▸ **Work item**
Copy everything in the data below exactly except the pictures.

----------

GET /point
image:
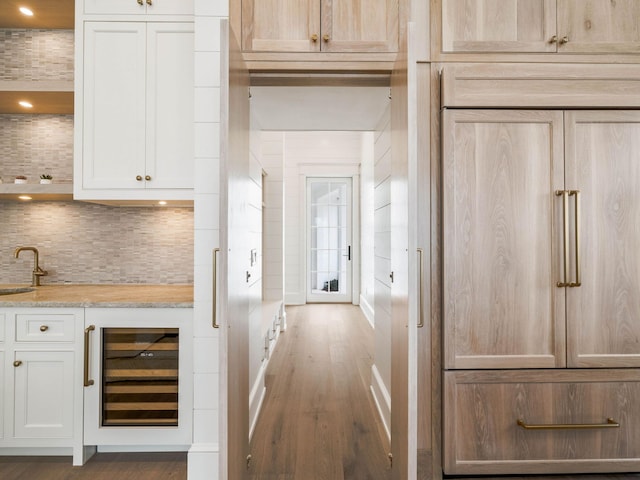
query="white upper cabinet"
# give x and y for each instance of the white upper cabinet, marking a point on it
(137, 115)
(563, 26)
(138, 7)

----------

▸ **Exercise solution**
GET /point
image:
query="white upper cabinet"
# give x and y for each instance of the white upper cabinet, marking a point on it
(137, 115)
(563, 26)
(138, 7)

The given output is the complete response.